Exercise details »
Your task is to restate the data word for word.
Start of Block
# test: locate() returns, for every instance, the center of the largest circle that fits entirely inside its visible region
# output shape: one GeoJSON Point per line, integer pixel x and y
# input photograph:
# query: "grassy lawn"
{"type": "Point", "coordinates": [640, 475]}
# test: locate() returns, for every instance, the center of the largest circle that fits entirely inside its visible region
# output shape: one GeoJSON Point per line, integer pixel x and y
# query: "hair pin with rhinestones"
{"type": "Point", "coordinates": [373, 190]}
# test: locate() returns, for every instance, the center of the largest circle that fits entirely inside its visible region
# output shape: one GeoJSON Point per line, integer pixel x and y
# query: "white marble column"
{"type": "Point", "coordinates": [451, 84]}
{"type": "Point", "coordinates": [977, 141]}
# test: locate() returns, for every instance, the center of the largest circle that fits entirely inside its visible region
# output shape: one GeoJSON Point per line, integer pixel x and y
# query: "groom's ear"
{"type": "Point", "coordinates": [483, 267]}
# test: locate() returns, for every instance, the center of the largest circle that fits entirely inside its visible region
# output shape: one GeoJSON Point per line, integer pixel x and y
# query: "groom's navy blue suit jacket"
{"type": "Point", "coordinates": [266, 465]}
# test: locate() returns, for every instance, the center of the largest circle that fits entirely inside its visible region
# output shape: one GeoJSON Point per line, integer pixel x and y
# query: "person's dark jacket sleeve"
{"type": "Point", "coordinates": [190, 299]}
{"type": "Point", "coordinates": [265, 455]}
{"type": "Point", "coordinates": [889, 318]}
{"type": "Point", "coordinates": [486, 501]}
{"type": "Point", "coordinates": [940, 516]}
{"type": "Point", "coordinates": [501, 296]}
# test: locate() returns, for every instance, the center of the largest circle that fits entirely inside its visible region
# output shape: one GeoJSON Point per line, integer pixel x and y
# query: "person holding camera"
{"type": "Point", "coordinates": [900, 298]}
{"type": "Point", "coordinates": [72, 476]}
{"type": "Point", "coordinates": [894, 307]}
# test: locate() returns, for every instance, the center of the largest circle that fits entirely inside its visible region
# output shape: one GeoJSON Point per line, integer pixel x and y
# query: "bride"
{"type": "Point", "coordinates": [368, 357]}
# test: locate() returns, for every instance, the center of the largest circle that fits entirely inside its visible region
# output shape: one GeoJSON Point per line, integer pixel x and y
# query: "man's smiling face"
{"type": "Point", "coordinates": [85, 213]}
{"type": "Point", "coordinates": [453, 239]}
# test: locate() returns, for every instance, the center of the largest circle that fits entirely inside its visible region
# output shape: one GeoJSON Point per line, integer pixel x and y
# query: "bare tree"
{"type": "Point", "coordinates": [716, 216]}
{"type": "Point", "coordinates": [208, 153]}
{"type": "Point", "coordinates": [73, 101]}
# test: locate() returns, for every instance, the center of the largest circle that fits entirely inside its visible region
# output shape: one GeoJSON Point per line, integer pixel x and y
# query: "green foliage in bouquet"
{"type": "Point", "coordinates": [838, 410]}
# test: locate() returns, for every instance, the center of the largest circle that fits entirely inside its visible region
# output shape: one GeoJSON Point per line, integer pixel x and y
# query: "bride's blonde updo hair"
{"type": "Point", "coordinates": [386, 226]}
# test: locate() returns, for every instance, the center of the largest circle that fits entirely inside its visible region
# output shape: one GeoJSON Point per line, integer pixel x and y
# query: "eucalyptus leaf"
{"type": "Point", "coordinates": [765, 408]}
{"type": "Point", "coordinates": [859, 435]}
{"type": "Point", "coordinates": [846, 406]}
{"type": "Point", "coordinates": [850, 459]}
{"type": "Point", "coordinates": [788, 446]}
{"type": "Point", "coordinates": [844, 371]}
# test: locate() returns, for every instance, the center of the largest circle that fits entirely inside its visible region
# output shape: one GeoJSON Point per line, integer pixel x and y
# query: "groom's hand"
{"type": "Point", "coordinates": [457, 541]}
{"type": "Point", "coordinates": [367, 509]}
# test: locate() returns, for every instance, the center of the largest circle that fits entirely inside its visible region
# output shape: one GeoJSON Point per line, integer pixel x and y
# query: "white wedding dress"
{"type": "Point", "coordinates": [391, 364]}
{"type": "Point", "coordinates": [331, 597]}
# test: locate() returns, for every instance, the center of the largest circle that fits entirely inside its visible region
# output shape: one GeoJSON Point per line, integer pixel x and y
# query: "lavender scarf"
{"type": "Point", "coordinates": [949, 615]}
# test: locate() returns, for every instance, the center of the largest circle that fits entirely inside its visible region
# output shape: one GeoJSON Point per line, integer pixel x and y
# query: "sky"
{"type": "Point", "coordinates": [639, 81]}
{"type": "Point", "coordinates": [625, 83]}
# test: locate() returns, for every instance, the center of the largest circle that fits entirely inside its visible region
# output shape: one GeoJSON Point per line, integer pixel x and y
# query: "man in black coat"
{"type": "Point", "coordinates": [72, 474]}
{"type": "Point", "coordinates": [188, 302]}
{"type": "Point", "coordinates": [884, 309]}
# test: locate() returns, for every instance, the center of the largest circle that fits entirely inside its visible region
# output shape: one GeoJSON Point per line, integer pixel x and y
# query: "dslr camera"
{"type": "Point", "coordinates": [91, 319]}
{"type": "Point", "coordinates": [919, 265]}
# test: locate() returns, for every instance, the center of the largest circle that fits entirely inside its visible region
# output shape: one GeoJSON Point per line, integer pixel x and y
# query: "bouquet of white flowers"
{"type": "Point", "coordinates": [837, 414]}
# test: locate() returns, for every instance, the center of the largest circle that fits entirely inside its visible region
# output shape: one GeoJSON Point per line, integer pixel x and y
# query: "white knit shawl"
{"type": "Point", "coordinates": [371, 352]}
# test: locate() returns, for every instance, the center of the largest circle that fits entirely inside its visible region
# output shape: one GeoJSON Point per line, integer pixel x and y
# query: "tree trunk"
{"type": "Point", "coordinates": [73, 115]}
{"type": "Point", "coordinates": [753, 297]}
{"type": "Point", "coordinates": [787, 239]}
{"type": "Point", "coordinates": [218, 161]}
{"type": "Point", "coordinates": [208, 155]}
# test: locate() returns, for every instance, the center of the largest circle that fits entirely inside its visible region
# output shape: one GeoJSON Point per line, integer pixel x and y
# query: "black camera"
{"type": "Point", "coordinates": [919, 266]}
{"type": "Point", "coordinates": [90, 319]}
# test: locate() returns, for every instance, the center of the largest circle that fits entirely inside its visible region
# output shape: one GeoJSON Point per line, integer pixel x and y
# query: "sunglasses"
End of Block
Response below »
# test: locate() returns, for every instance, the center of the largest circle that fits entirely inside its visible region
# output shape: one GeoJSON Point per line, integer pixel x and y
# input photograph:
# query: "grassy lawn"
{"type": "Point", "coordinates": [640, 475]}
# test: locate() returns, for every instance, the center of the largest circle that fits entirely inside its visible region
# output shape: one GeoJSON Point per line, integer pixel x and y
# query: "hair pin with rhinestones"
{"type": "Point", "coordinates": [373, 190]}
# test: locate() returns, for every instance, the center of the largest circle that fits entirely inside its visible region
# output shape: one GeoJSON Point per line, integer pixel x and y
# query: "white marble column"
{"type": "Point", "coordinates": [451, 84]}
{"type": "Point", "coordinates": [977, 141]}
# test: locate() returns, for every instance, the center of the largest circle that fits entirely inside its visible region
# output shape: one GeoJSON Point per line, integer pixel x and y
# query: "groom's ear"
{"type": "Point", "coordinates": [483, 267]}
# test: locate() returns, for every instance, the center of the largest circle that fits entirely inside its visible region
# output shape: one GeoJSON Point per line, integer pixel x and y
# query: "groom's navy blue suit jacket"
{"type": "Point", "coordinates": [266, 465]}
# test: locate() returns, for every instance, the center of the largest circle that fits entirely inside its visible region
# output shape: one GeoJSON Point per line, integer pixel x and y
# query: "person's dark jacket sleeve"
{"type": "Point", "coordinates": [190, 299]}
{"type": "Point", "coordinates": [265, 455]}
{"type": "Point", "coordinates": [889, 318]}
{"type": "Point", "coordinates": [486, 501]}
{"type": "Point", "coordinates": [940, 516]}
{"type": "Point", "coordinates": [501, 296]}
# test: locate() returns, for every instance, the center of the largest circle that fits entirely inside its visible region
# output shape: one GeoJSON Point per line, integer pixel x and y
# query: "person holding camera"
{"type": "Point", "coordinates": [900, 298]}
{"type": "Point", "coordinates": [72, 476]}
{"type": "Point", "coordinates": [894, 307]}
# test: locate() returns, for every instance, the center of the largest circle that fits entirely inside its visible region
# output shape: one GeoJSON Point per line, integer pixel x and y
# query: "bride"
{"type": "Point", "coordinates": [368, 357]}
# test: locate() returns, for every instance, the center of the largest circle that fits entirely inside its visible region
# output shape: one GeoJSON Point per line, integer pixel x and y
# query: "man's smiling face"
{"type": "Point", "coordinates": [85, 213]}
{"type": "Point", "coordinates": [453, 239]}
# test: locate() returns, for every instance, the center of the largest circle that fits entirely inside its visible region
# output shape: one GeoJSON Point per line, integer pixel x and y
# query: "bare tree"
{"type": "Point", "coordinates": [716, 216]}
{"type": "Point", "coordinates": [208, 153]}
{"type": "Point", "coordinates": [73, 101]}
# test: locate() returns, for every instance, the center of the largest circle that fits entirely inside its visible region
# output shape: one GeoJSON Point per line, integer pixel x and y
# query: "green foliage in bouquet"
{"type": "Point", "coordinates": [838, 410]}
# test: locate() returns, for every instance, the center of the largest circle that fits entirely inside its visible region
# output shape: one GeoJSON Point per line, integer pixel x and y
# query: "bride's blonde updo hair"
{"type": "Point", "coordinates": [386, 226]}
# test: locate() returns, for every instance, the center of the largest circle that fits entirely inside its visible region
# output shape: one GeoJSON Point per line, integer pixel x and y
# query: "eucalyptus leaf"
{"type": "Point", "coordinates": [765, 408]}
{"type": "Point", "coordinates": [859, 435]}
{"type": "Point", "coordinates": [846, 406]}
{"type": "Point", "coordinates": [850, 459]}
{"type": "Point", "coordinates": [788, 446]}
{"type": "Point", "coordinates": [844, 371]}
# test: locate() returns, for every instance, the center of the largest circle that fits entirely inside its visible region
# output shape: one GeoJSON Point per line, integer pixel x and y
# query: "groom's hand"
{"type": "Point", "coordinates": [457, 541]}
{"type": "Point", "coordinates": [367, 509]}
# test: locate() returns, for every instance, the center of the largest circle that fits entirely inside its visible region
# output shape: one GeoJSON Point per line, integer pixel x and y
# query: "white wedding dress"
{"type": "Point", "coordinates": [391, 364]}
{"type": "Point", "coordinates": [331, 597]}
# test: locate() returns, for every instance, the center of the largest circle that fits entirely inside its visible region
# output shape: one GeoJSON Point per line, integer pixel x and y
# query: "lavender scarf"
{"type": "Point", "coordinates": [949, 615]}
# test: locate() returns, for every instance, the center of the largest circle that fits entirely inside its visible region
# output shape: one GeoJSON Point per line, integer pixel x and y
# query: "sky"
{"type": "Point", "coordinates": [639, 81]}
{"type": "Point", "coordinates": [625, 83]}
# test: locate() returns, for every instance, the center of the largest circle that fits entirely inside its visible region
# output shape: one GeoJSON Point per line, integer pixel x and y
# query: "man in black coat"
{"type": "Point", "coordinates": [72, 474]}
{"type": "Point", "coordinates": [188, 302]}
{"type": "Point", "coordinates": [884, 309]}
# test: locate() returns, for every instance, the center of the largest circle that fits entirely inside its visible region
# output shape: one GeoJSON Point per line, integer pixel x and y
# query: "dslr camera"
{"type": "Point", "coordinates": [91, 319]}
{"type": "Point", "coordinates": [919, 265]}
# test: locate() returns, for every instance, the center of the largest circle that fits entirely inside its visible region
# output shape: one GeoJSON Point per line, integer pixel x and y
# query: "bouquet of white flowers"
{"type": "Point", "coordinates": [837, 414]}
# test: locate() returns, for every instance, the center of the largest circle that fits entirely inside its visible region
# output shape: one GeoJSON Point per line, integer pixel x and y
# query: "white knit shawl"
{"type": "Point", "coordinates": [371, 352]}
# test: locate() returns, for every instance, the center of the largest circle that fits entirely inside its visible region
# output shape: one GeoJSON Point per line, integer pixel x and y
# query: "tree trunk"
{"type": "Point", "coordinates": [73, 115]}
{"type": "Point", "coordinates": [753, 297]}
{"type": "Point", "coordinates": [787, 239]}
{"type": "Point", "coordinates": [218, 161]}
{"type": "Point", "coordinates": [208, 155]}
# test: locate() returns, for every instance, the center of the largest circle that fits entirely inside its visible region
# output shape: one GeoJSON Point per line, integer pixel x and y
# query: "black camera"
{"type": "Point", "coordinates": [919, 266]}
{"type": "Point", "coordinates": [90, 319]}
# test: locate() returns, for every instance, the center of the largest circle that fits entirely inside its visible region
# output shape: one GeoJSON Point per line, integer pixel x and y
# query: "sunglasses"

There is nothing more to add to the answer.